Can you rewrite the entries from the line with "the dune range" through the end of the entries, swapping "Marked points" for "Plotted points" and keeping everything else unchanged? Leave the pictures out of your answer.

Data for processing —
______________________________
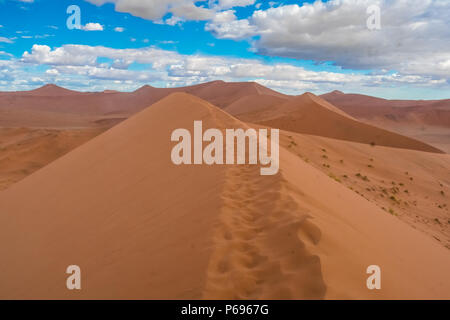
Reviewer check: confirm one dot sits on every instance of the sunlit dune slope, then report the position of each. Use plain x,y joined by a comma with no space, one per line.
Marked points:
141,227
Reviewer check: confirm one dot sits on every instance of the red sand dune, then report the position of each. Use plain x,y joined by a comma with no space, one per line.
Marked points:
419,112
427,121
52,106
119,208
312,115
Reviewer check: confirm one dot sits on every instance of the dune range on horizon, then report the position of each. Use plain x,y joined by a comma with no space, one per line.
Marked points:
349,194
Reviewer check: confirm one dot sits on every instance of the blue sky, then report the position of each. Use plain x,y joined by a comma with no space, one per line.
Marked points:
290,46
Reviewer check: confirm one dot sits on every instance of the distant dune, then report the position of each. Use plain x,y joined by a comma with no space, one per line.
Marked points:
428,121
312,115
120,209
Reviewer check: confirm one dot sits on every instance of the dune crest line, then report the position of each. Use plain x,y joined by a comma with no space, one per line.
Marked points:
261,239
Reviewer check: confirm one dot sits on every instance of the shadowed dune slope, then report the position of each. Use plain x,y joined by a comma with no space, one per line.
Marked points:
141,227
312,115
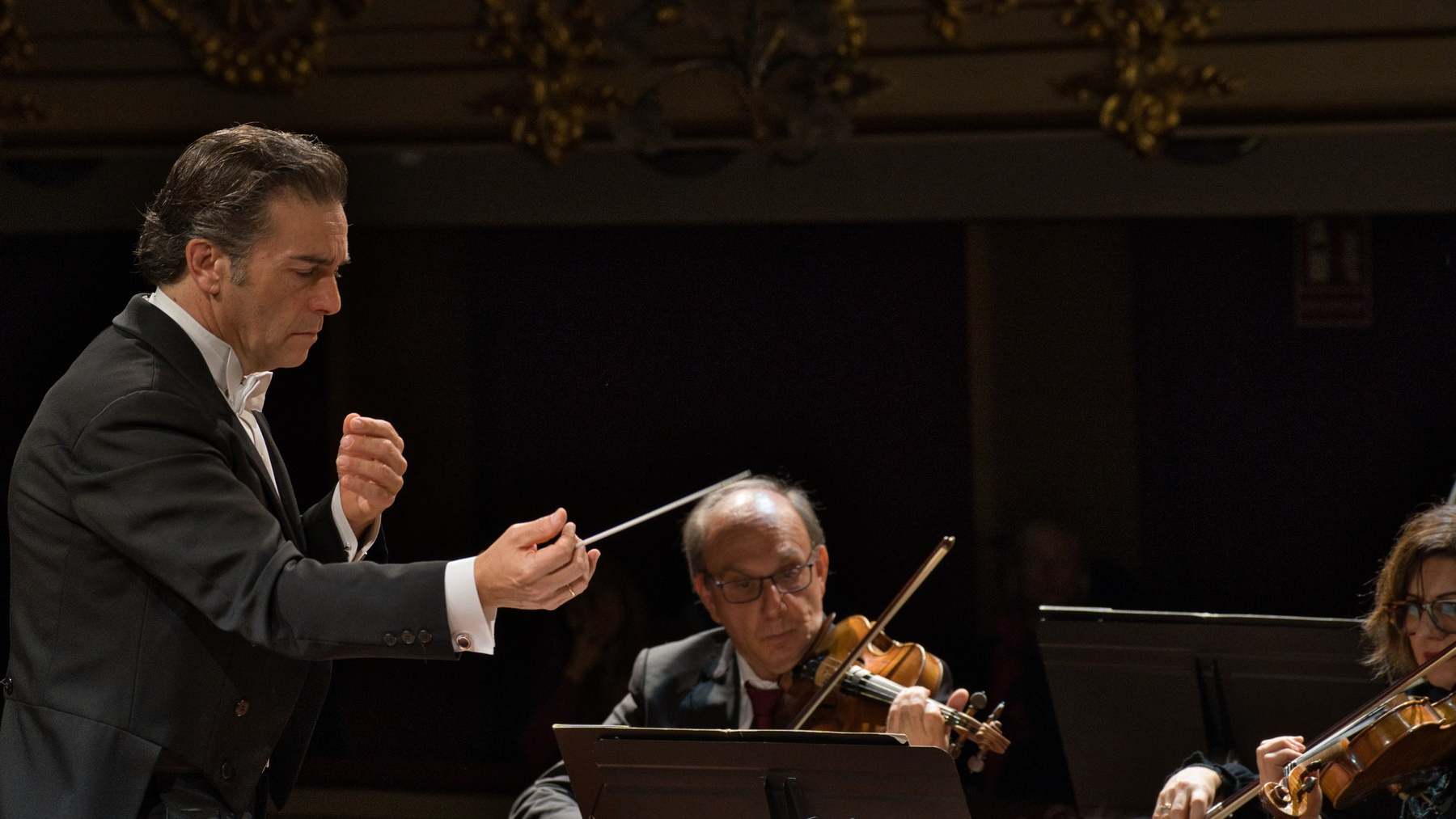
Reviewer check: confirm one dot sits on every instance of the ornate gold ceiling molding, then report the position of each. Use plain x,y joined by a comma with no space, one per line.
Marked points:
795,65
549,108
1145,85
15,56
252,44
948,16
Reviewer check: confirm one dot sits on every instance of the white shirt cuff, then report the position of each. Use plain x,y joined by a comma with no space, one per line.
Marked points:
351,544
472,626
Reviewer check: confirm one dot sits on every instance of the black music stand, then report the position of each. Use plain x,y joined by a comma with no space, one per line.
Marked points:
739,775
1136,691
______________________________
Correct response —
Reviewer check: confirm one dot sits on every instance of the dune range on horizon, then report the position of each. Use plain x,y joined by a comma with no space, one per line.
Plotted points:
349,194
Reviewer check: confirm one dot sits on every instance of the blue sky, then report the position of each. Use plain x,y joined by a comma with no space, one per line.
Plotted points:
290,46
Reviewer check: confirm one dot sits on every instance of the distant dune, then report the position of each. Use plain x,y joined by a comma with no space, one per line.
Plotted points:
428,121
312,115
120,209
Reviewer check: confirm one dot sits on every instance of the dune crest line, then report the position of each. Use plain x,y joined by a comma with no space, one per line.
Plotted points:
261,239
Reviewer check: confirm one dot sits on every instance of the shadowed dune slope, then report the position of each. Use plain x,y joined by a comma with no space, one per line.
Plotted points:
141,227
312,115
Reviewer check: confirm one dot sits on every instance of the ornate gold ceiling molding, then report the position of each. Use plain x,y joined by a comma with no space, one per line.
Plotted points:
795,65
549,108
1145,85
15,56
252,44
948,16
Reviewer check: confirm one dot sits on every instance of the white shirt cuff, then report the position of each. Use plain x,y joined by a comma with no space, one per line.
Plotted points:
351,544
472,626
Reviewer check: confirm one dot sits on every instance of the black music stand, then report the position of each. Use plain x,y joined by a comma with no space, one per line.
Plotted points:
739,775
1136,691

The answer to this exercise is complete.